• Brief
Reproduce the data in its entirety, exactly as supplied.

• Entries
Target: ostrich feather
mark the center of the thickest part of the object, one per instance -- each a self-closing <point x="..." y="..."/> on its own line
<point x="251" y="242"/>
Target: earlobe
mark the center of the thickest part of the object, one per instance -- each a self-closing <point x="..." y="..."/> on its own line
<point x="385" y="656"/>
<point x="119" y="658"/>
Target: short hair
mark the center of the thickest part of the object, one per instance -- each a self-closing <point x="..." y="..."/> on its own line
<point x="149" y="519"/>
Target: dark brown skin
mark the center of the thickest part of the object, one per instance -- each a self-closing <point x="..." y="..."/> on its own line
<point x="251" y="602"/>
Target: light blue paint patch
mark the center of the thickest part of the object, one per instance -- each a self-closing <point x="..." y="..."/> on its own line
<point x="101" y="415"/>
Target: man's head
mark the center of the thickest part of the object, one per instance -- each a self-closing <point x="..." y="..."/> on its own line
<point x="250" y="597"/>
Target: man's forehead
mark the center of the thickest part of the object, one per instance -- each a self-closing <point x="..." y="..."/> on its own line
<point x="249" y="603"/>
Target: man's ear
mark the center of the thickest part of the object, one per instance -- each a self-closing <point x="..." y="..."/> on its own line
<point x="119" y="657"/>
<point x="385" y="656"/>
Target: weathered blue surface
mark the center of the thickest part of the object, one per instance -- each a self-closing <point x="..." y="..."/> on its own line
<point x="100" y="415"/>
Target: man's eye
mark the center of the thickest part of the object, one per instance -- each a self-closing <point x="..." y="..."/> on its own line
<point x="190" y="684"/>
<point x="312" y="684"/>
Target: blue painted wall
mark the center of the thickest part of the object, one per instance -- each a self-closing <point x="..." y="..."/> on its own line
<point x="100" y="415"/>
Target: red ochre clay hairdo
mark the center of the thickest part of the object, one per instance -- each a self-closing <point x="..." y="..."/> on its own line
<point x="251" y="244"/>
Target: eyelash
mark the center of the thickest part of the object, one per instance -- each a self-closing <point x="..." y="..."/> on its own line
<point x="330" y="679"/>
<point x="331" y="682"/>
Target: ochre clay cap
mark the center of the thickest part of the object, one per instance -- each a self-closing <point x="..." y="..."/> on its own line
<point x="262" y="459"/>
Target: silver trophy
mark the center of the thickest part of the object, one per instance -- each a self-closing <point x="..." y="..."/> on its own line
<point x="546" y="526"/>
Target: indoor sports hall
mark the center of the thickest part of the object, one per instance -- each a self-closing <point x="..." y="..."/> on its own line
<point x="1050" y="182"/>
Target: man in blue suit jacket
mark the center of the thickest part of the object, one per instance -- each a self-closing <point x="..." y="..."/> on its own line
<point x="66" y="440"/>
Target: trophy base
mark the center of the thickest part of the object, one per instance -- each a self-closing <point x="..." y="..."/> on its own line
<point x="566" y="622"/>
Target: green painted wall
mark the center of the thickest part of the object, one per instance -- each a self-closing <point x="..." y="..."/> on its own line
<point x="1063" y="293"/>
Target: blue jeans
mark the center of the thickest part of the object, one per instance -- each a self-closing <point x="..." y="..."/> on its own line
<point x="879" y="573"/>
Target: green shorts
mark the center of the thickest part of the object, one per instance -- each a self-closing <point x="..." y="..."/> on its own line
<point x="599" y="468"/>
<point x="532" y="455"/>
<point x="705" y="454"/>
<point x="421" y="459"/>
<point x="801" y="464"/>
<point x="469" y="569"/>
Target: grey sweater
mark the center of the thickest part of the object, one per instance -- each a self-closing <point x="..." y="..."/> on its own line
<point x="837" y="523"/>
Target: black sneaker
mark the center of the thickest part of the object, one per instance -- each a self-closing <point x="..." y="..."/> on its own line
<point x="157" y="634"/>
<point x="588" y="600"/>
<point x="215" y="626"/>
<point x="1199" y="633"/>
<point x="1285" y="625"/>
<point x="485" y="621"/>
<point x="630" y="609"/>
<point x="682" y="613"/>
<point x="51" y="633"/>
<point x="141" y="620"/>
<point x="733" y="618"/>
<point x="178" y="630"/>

• Written response
Target: ostrich feather
mark the center of the thickest part of the object, one per instance -- each a self-closing <point x="..." y="..."/> on its own line
<point x="251" y="242"/>
Target: earlobe
mark the center of the thickest part of the object, one per instance -- each a self-closing <point x="..." y="..."/> on its own line
<point x="385" y="656"/>
<point x="119" y="658"/>
Target: short hair
mark the center of the thickest part of the object, one per instance -- each a self-closing <point x="..." y="..."/> on its own line
<point x="149" y="519"/>
Target: dark brown skin
mark the center of the thickest part of the object, one per instance -- each a self-closing <point x="..." y="..."/> on its own line
<point x="251" y="602"/>
Target: light blue paint patch
mark the center of the thickest part of the object, one per instance -- each a self-closing <point x="..." y="..."/> on its own line
<point x="101" y="415"/>
Target: man's head
mark the center of the thickest part of the object, one per instance -- each a self-closing <point x="..." y="..."/> on its own line
<point x="250" y="597"/>
Target: man's forehead
mark the center of the thickest part of the object, one per instance -- each a self-closing <point x="..." y="..."/> on its own line
<point x="249" y="603"/>
Target: man's ear
mark the center of the thickest part of the object, one per instance -- each a self-closing <point x="..." y="..."/> on its own line
<point x="119" y="657"/>
<point x="385" y="656"/>
Target: weathered blue surface
mark the center of the thickest part of the object, one per instance -- each a self-closing <point x="..." y="..."/> on its own line
<point x="100" y="415"/>
Target: man's eye
mark the center of the thickest part of the object, one per instance -- each a self-closing <point x="..." y="..."/> on its own line
<point x="190" y="684"/>
<point x="312" y="684"/>
Target: blue painted wall
mark the center of the thickest part of the object, one per instance -- each a self-closing <point x="..." y="..."/> on its own line
<point x="100" y="415"/>
Target: red ochre clay hairdo
mark the center of the thickest part of the object, one per instance -- each a self-closing <point x="..." y="..."/> on its own line
<point x="251" y="244"/>
Target: eyelash
mark the center of the thickest part of the object, one per instance -- each a self-closing <point x="..." y="..."/> on its own line
<point x="330" y="679"/>
<point x="331" y="682"/>
Target: ochre clay cap
mark the center of the thickest part of the object, one per instance -- each a self-closing <point x="..." y="..."/> on its own line
<point x="262" y="459"/>
Target: silver trophy
mark the center of the thickest part of the object, one per instance -- each a self-closing <point x="..." y="..."/> on its own line
<point x="546" y="526"/>
Target: indoor sports hall
mark the center of the thickest part of the object, one per instance -- each a self-closing <point x="..." y="..."/> on its own line
<point x="1050" y="182"/>
Target: man in blue suit jacket
mark the center of the thickest part of the object, one per instance -- each a self-closing <point x="..." y="..."/> on its own line
<point x="66" y="440"/>
Target: trophy base
mark the center of the thickest part of the object, one per instance -- each a self-closing <point x="..." y="..."/> on its own line
<point x="566" y="622"/>
Target: green painted wall
mark the center of the thickest part of the object, one per instance -- each a self-closing <point x="..." y="..."/> on its own line
<point x="1063" y="293"/>
Target: blue jeans
mark the center of the thickest part of the object, one per instance -- each a self-closing <point x="..." y="..."/> on its own line
<point x="879" y="573"/>
Target: green shorts
mark the center of the thickest part of the object, one per instance -- each a self-closing <point x="..." y="..."/> on its own line
<point x="599" y="468"/>
<point x="532" y="455"/>
<point x="705" y="454"/>
<point x="421" y="459"/>
<point x="801" y="464"/>
<point x="469" y="569"/>
Target: grey sweater
mark the center of the thickest part of the object, one per instance -- each a self-closing <point x="..." y="..."/> on its own line
<point x="837" y="523"/>
Target: black sneaker
mark the center of the thickest part of the object, one per instance -- each a self-closing <point x="..." y="..."/> on its own line
<point x="157" y="634"/>
<point x="588" y="600"/>
<point x="215" y="626"/>
<point x="1199" y="633"/>
<point x="1285" y="625"/>
<point x="485" y="621"/>
<point x="630" y="609"/>
<point x="682" y="613"/>
<point x="51" y="633"/>
<point x="141" y="620"/>
<point x="733" y="618"/>
<point x="178" y="630"/>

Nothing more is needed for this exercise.